*TESTO DELL'ESERCIZIO*.

Riflessione  molto affascinante e, allo stesso tempo, incredibilmente avanguardista  rispetto all’approccio capitalista che, per farla breve, tende a  racchiudere la natura in apposite riserve e parchi per speculare su  tutto il resto del territorio. Per la serie mettiamo la natura nel Parco delle Cesine o nella Riserva Marina di Porto Cesare e poi, col resto, ci  facciamo quello che vogliamo. Tap, porti turistici e villaggi che andranno di moda al massimo per 10 anni (vedi degrado di Torre  Inserraglio). Facile no? Nel proporsi, la riflessione sulla  territorialità dei luoghi che abitiamo, non può che aprire una finestra  sull’opportunità di un opera altamente invasiva quale il Trans Adriatic  Pipeline che, rompendo la costa in una delle località più significative  per la cultura identitaria salentina, arriva ad operare una vera e  propria campagna di “sensibilizzazione” (ovvero destabilizzazione degli  equilibri locali) atta a far passare il concetto che, in fondo, tutto  può diventare territorio. Basta venderlo bene.
Niente di più falso.
Anche in questo caso viene in nostro soccorso l’illustre Magnaghi  puntando dritto agli aspetti che caratterizzano gli atti prodotti da una cultura come “territorializzanti”, e che per questo si rifanno  direttamente alla storicità del rapporto Popolazione/Luogo e al grado di sostenibilità delle azioni che tra i due elementi, naturalmente, si  sono succedute nel tempo e che, spontaneamente, tuttora intercorrono.
La sostenibilità diventa così capacità di autogoverno di un Territorio  al netto di continui sostegni esterni, aspetto fondamentale in quanto  permette di dare valore ai saperi locali, gli unici in grado di produrre atti territorializzanti e profondamente identitari dei luoghi. Gli  stessi che rendono un “Locale” (in questo caso il nostro, questo  Salento) unico e fortemente appetibile per il mercato globale.
Non sembra essere questo il pensiero di Tonio Tondo, noto politico copertinese di  area centrista che, in un recente articolo apparso sulla Gazzetta del  Mezzogiorno, mortifica l’attuale strategia di Tap fatta di  sponsorizzazioni selvagge ad eventi e sagre di natura popolare e non  solo e suggerisce nuove strade da percorrere al fine di rendere l’opera  meno “antipatica” alla popolazione salentina. Così, nell’ipotizzare  finanziamenti e borse di studio ai meritevoli, si riaprono vecchi scenari con soluzioni alternative. Disegnando rette nella galassia della  geopolitica planetaria ci si dimentica di quanto, mai come ora,  globalizzare faccia rima con localizzare. Si sorvola sulle potenzialità  di un Salento a vocazione turistica per sponsorizzare opere ad elevato  impatto ambientale, sociale e politico. Si ignora il ribollire di anime  pronte ad investire tempo e denaro su questo Salento per investire  in infrastutture pericolosamente compromettenti dal punto di vista  territoriale, volute da chi vede un “corridoio” nell’altrui “salotto”.

*COME PROCEDERE*.
Rispondi alle domande sul testo sul territorio salentino.
1. Quale località viene citata come esempio di degrado?
2. Come viene definita la sostenibilità?
3. Su quale giornale è apparso l'articolo di Tonio Tondo?

*RIGHE RIPORTATE*.
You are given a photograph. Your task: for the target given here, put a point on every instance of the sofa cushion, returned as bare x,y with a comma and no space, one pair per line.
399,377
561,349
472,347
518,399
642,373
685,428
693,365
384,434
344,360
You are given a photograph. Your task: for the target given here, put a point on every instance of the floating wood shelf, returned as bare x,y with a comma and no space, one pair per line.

*SOLUZIONE*.
1. Torre Inserraglio.
2. Come capacità di autogoverno di un Territorio al netto di continui sostegni esterni.
3. Sulla Gazzetta del Mezzogiorno.